Challenges >>
**A.** In the forum thread, what brand and wattage of power supply does liquidicevi report having?
**B.** Please carry the forum thread forward from the point where it stops.

Passage shown >>
━━━━━━━━

Tried it, didn't work.


----------



## dai (Jul 2, 2004)

what power supply
brand 
wattage
GeForce 9800 GTX/9800 GTX+ does this mean one or two cards in it
scroll down to post 11149 here
http://www.vistaforums.com/Forum/Topic5276-21-1.aspx


----------



## liquidicevi (Nov 23, 2008)

dai said:


> what power supply
> brand
> wattage
> GeForce 9800 GTX/9800 GTX+ does this mean one or two cards in it
> ...


Wow sorry long reply. Life issues had taken me away but I'm back.

I have Thermaltake Toughpower which is 600wts

GeForce 9800 GTX/9800 GTX+ is just one card. There's both the 9800 and a better version of the 9800 which is the +. I'm guessing they use the same driver. I have the + version. And that post didn't work


----------



## dai (Jul 2, 2004)

when you reformatted did you run your m/b setup disk and install the chipset drivers aftwards


----------



## djaburg (May 15, 2008)

What I typically would do is do a clean install of the operating system, run all the normal windows updates and such and monitor the system for a few days to see if the lockup's reappear. If they don't, then I'd load my most used applications, one at a time and monitor the system after each one to see which one seems to begin the locking up. If the computer immediately starts locking up after a clean install, before loading applications, then I'd suspect something like RAM, HD (I know they replaced it, but just going through the thought process), or drivers.


----------



## liquidicevi (Nov 23, 2008)

dai said:


> when you reformatted did you run your m/b setup disk and install the chipset drivers aftwards


Hmm, nope. I just reinstalled the computer with vista/xp disk then went to installing updates and drivers. I don't actually know to much about the m/b setup disk nor installing chipsets. 

Actually. I've been trying to update my intel chipset as I found it was out of date. So I downloaded Intel Chipset Device Software installer to update it from 8/31/2007 version to 7/30/2008 version. It says it was successfully installed(After a super quick installation process) though it's still saying its out of date. Any hints on why thats happening? 




djaburg said:


> What I typically would do is do a clean install of the operating system, run all the normal windows updates and such and monitor the system for a few days to see if the lockup's reappear. If they don't, then I'd load my most used applications, one at a time and monitor the system after each one to see which one seems to begin the locking up. If the computer immediately starts locking up after a clean install, before loading applications, then I'd suspect something like RAM, HD (I know they replaced it, but just going through the thought process), or drivers.

━━━━━━━━

Dataset excerpts >>
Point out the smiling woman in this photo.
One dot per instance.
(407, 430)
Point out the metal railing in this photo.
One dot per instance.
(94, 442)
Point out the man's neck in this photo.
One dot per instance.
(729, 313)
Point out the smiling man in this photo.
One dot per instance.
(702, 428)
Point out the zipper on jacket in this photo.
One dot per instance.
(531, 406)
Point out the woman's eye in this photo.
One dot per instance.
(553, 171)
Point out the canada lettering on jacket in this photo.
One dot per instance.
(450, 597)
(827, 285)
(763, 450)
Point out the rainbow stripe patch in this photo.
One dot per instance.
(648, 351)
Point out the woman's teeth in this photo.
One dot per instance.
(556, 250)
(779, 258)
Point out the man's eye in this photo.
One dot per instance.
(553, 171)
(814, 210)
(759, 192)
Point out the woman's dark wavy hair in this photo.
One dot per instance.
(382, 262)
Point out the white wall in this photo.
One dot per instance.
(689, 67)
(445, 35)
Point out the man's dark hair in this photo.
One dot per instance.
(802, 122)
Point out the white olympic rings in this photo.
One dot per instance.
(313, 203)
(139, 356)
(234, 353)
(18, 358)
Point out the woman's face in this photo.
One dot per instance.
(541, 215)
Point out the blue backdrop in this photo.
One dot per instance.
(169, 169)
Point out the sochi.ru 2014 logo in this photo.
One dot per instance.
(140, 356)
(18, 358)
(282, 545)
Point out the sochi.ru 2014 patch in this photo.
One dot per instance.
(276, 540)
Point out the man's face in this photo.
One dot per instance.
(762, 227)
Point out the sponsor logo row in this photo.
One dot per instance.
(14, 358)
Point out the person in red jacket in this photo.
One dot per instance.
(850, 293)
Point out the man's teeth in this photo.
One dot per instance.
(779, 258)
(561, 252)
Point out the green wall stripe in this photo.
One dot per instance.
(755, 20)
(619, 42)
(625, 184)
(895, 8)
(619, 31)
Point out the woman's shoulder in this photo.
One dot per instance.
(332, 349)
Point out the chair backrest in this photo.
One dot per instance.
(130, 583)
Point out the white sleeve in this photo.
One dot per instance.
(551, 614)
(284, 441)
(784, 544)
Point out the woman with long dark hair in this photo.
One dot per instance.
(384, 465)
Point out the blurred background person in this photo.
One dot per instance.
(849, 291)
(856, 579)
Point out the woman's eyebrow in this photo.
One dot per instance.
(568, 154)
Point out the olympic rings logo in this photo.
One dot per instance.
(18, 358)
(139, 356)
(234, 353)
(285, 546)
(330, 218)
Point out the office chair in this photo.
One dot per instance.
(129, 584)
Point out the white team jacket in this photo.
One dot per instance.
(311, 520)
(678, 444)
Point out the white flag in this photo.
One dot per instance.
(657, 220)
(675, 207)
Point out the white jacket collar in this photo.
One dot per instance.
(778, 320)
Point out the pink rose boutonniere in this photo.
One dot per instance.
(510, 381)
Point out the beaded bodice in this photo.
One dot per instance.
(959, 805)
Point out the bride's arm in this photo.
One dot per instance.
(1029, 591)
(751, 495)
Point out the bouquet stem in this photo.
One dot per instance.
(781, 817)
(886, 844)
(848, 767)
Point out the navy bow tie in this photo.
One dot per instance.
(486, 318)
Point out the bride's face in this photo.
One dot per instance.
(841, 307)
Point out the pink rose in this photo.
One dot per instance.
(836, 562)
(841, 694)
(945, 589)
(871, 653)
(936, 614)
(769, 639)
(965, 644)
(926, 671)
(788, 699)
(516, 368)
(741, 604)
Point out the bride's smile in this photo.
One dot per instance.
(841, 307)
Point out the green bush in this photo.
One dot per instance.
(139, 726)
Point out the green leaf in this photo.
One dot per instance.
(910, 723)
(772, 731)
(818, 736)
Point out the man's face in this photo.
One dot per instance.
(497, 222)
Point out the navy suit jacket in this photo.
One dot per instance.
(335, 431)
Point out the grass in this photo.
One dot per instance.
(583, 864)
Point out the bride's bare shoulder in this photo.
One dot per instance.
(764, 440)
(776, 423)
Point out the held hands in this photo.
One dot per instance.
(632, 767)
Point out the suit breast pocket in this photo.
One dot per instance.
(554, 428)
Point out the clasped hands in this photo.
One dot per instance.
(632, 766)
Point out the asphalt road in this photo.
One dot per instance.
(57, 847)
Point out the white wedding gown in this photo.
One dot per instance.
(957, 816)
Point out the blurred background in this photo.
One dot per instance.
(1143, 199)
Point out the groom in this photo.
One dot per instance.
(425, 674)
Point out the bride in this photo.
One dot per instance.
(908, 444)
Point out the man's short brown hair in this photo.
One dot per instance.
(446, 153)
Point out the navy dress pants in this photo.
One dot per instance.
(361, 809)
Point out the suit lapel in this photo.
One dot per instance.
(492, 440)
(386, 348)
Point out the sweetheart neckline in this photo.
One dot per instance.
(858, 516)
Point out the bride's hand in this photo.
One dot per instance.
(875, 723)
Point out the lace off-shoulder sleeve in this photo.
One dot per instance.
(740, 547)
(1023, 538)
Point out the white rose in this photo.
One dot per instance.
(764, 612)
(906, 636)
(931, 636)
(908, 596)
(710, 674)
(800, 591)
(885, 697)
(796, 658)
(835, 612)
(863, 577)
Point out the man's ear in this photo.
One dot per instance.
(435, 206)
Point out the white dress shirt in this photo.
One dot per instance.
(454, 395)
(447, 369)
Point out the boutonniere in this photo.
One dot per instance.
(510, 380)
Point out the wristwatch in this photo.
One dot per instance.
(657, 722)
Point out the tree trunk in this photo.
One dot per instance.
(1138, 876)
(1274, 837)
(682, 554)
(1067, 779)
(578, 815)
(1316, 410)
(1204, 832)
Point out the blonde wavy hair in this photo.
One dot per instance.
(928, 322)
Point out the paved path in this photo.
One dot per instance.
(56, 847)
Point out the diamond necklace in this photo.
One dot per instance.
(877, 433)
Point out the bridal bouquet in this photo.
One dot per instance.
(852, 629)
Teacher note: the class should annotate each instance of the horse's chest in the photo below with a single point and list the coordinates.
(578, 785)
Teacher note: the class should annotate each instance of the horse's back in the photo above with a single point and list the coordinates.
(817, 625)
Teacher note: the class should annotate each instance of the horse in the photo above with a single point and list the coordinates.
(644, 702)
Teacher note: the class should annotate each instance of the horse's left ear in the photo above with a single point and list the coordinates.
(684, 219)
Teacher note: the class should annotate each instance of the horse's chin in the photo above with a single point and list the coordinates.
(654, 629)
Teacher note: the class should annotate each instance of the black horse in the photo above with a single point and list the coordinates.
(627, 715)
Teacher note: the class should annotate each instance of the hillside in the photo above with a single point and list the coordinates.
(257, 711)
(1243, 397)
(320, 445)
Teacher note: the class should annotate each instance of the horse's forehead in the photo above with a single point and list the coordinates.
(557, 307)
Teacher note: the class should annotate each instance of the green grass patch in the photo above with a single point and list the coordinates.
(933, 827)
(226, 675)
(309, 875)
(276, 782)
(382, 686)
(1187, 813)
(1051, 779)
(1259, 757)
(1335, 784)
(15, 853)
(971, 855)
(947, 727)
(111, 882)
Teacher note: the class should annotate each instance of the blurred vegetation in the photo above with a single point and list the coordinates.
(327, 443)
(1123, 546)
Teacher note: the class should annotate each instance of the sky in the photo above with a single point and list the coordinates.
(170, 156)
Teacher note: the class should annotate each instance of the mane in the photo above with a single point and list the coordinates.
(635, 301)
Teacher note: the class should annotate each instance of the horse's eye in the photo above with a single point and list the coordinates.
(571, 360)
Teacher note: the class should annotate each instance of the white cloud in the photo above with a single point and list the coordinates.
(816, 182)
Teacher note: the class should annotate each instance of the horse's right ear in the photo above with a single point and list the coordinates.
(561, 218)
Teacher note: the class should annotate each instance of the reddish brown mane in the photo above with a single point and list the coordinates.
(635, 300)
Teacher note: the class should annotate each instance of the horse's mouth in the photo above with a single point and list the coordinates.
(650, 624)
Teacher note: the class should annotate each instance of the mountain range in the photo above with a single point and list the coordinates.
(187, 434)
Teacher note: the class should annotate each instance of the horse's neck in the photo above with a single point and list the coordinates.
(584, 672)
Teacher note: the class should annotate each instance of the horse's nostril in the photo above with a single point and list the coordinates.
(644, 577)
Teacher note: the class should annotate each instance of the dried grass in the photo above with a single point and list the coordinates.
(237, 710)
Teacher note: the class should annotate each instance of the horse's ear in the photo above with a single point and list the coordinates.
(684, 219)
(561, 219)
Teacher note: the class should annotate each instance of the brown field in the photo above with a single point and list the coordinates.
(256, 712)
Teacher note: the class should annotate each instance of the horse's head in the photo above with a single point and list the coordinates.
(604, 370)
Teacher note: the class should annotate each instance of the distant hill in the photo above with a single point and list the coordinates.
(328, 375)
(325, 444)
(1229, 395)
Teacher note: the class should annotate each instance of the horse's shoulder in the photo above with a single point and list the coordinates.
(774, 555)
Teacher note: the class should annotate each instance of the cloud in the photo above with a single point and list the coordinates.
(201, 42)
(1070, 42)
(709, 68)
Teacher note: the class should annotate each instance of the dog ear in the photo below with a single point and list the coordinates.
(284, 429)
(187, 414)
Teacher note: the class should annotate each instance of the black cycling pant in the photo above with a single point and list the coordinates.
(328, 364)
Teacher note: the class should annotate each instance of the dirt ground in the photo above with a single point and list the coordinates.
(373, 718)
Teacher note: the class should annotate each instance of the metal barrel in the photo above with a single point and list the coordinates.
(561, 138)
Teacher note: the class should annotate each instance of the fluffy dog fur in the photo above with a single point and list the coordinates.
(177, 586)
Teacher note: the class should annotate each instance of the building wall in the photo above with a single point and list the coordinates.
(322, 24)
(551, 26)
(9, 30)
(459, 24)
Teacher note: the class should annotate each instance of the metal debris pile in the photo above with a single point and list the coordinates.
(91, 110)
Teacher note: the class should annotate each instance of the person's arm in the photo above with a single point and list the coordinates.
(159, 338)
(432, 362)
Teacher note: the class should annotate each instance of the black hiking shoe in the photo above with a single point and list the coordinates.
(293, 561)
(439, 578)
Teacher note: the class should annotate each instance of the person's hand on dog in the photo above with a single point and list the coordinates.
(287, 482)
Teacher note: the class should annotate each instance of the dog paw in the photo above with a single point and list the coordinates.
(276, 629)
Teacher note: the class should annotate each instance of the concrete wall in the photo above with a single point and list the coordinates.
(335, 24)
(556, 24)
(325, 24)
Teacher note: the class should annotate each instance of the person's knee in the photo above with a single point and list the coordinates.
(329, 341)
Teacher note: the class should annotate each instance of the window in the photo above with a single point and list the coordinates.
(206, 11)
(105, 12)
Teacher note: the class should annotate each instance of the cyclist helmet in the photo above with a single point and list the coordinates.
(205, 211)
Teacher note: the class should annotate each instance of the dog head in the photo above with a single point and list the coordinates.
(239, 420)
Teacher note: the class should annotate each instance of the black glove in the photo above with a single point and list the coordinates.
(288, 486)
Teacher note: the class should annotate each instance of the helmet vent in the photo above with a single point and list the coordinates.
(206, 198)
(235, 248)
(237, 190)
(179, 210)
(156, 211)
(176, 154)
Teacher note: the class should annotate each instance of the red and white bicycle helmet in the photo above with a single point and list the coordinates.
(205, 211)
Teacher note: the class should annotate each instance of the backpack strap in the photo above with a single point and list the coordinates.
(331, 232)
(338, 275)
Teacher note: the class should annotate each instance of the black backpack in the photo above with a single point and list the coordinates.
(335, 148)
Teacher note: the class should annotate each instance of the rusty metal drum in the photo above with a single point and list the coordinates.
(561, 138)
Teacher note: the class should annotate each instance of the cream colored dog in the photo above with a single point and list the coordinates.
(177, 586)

━━━━━━━━

Expected results >>
**A.** A Thermaltake Toughpower rated at 600 watts.

**B.**
Can't say I was to strict on it but my last installation I pretty much did that. I got vista going, installed the latest driver updates and then tested to see if the error came. It did so then I went to install new updates and ect. I guess I could try another reformat and be alot more careful in what I install.


----------



## dai (Jul 2, 2004)

you need to run the m/b setup disk after a reformat


----------



## liquidicevi (Nov 23, 2008)

Ow yes my m/b startup disk. Yes yes I installed them. Sorry I was thinking of something else. Yes i've ran and installed my chipset driver.

Would having an out of date chipset be a problem? Cause occording to probelms and reports an error was cause by Intel ICH9 and it wants to me dl and install the latest driver.


----------



## dai (Jul 2, 2004)

problems and reports always list it in mine also but it is already installed
reinstall your video drivers


----------



## liquidicevi (Nov 23, 2008)

dai said:


> problems and reports always list it in mine also but it is already installed
> reinstall your video drivers


Tried and i'll try again.
Didn't do nothing =(

The only thing I can think of is with over heating is my motherboard and video card are somewhat close together and the heat sink could be causing it to over heat as its rather close to everything. Though my computer says it's staying at a constant 50-65 degrees I'm guessing there could be a chance that it might be getting over looked. 
Just a thought.


----------



## dai (Jul 2, 2004)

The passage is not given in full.